TO DO |
The records below must be duplicated exactly, character for character.

═══

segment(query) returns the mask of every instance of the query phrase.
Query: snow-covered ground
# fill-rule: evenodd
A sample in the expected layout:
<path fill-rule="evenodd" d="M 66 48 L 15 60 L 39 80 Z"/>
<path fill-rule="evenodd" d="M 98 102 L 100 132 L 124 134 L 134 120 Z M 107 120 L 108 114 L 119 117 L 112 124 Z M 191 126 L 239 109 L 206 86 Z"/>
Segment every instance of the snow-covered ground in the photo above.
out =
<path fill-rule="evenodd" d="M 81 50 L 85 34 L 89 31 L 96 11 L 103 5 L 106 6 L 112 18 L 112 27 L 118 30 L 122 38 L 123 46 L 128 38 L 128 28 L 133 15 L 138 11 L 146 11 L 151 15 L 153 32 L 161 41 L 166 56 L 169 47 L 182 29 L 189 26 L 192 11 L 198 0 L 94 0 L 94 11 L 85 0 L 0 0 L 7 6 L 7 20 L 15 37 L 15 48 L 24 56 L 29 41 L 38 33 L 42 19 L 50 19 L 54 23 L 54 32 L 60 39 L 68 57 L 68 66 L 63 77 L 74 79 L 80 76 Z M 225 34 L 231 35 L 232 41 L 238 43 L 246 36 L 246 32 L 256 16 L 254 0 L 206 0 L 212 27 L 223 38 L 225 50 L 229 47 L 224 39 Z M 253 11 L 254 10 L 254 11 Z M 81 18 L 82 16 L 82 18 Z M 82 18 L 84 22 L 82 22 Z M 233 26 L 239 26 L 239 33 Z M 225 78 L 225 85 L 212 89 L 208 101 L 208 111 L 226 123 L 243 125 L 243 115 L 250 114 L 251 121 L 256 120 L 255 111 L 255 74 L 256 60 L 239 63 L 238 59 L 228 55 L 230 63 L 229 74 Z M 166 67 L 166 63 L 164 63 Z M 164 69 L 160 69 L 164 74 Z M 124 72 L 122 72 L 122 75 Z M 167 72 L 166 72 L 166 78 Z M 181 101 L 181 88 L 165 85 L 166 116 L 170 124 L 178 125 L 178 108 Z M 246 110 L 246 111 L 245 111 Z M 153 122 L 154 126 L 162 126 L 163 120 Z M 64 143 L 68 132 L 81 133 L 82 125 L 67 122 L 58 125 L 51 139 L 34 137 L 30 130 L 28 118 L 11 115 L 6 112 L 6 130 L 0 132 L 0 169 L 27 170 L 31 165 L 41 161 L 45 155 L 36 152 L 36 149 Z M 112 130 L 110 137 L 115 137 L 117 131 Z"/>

═══

EXERCISE RESULT |
segment(query) returns the mask of every instance of the query phrase.
Query: snow-covered ground
# fill-rule: evenodd
A sample in the expected layout:
<path fill-rule="evenodd" d="M 66 48 L 15 60 L 39 80 Z"/>
<path fill-rule="evenodd" d="M 98 102 L 100 132 L 124 134 L 134 120 Z M 107 120 L 108 114 L 119 117 L 112 124 Z M 191 126 L 239 109 L 206 86 Z"/>
Segment every instance of the snow-covered ground in the photo above.
out =
<path fill-rule="evenodd" d="M 81 50 L 85 34 L 89 31 L 96 11 L 103 5 L 106 6 L 112 18 L 112 27 L 118 30 L 122 38 L 123 46 L 128 38 L 128 28 L 133 15 L 138 11 L 146 11 L 151 15 L 153 32 L 161 41 L 166 56 L 169 47 L 182 29 L 189 26 L 192 11 L 198 0 L 94 0 L 94 11 L 85 0 L 0 0 L 7 6 L 7 20 L 15 37 L 15 48 L 24 56 L 29 41 L 38 33 L 42 19 L 50 19 L 54 23 L 54 32 L 60 39 L 68 57 L 68 66 L 63 77 L 74 79 L 80 76 Z M 225 34 L 231 35 L 232 41 L 238 43 L 246 36 L 246 32 L 256 16 L 254 0 L 206 0 L 212 27 L 223 38 L 225 50 L 229 47 L 224 39 Z M 253 11 L 254 10 L 254 11 Z M 81 18 L 82 16 L 82 18 Z M 82 18 L 84 22 L 82 22 Z M 233 26 L 239 26 L 239 33 Z M 225 78 L 225 85 L 212 89 L 208 101 L 208 111 L 226 123 L 243 125 L 243 115 L 250 114 L 251 121 L 256 120 L 255 111 L 255 74 L 256 60 L 239 63 L 238 59 L 228 55 L 230 63 L 229 74 Z M 166 67 L 166 63 L 164 63 Z M 164 69 L 160 69 L 164 74 Z M 124 72 L 122 72 L 122 75 Z M 167 72 L 166 72 L 166 78 Z M 181 101 L 181 88 L 165 85 L 166 116 L 170 124 L 178 125 L 178 108 Z M 246 110 L 246 111 L 245 111 Z M 153 122 L 154 126 L 162 126 L 163 120 Z M 64 143 L 68 132 L 81 133 L 82 125 L 67 122 L 58 125 L 51 139 L 34 137 L 30 130 L 28 118 L 11 115 L 6 112 L 6 130 L 0 132 L 0 169 L 27 170 L 31 165 L 41 161 L 45 155 L 36 152 L 36 149 Z M 112 130 L 110 137 L 115 137 L 117 131 Z"/>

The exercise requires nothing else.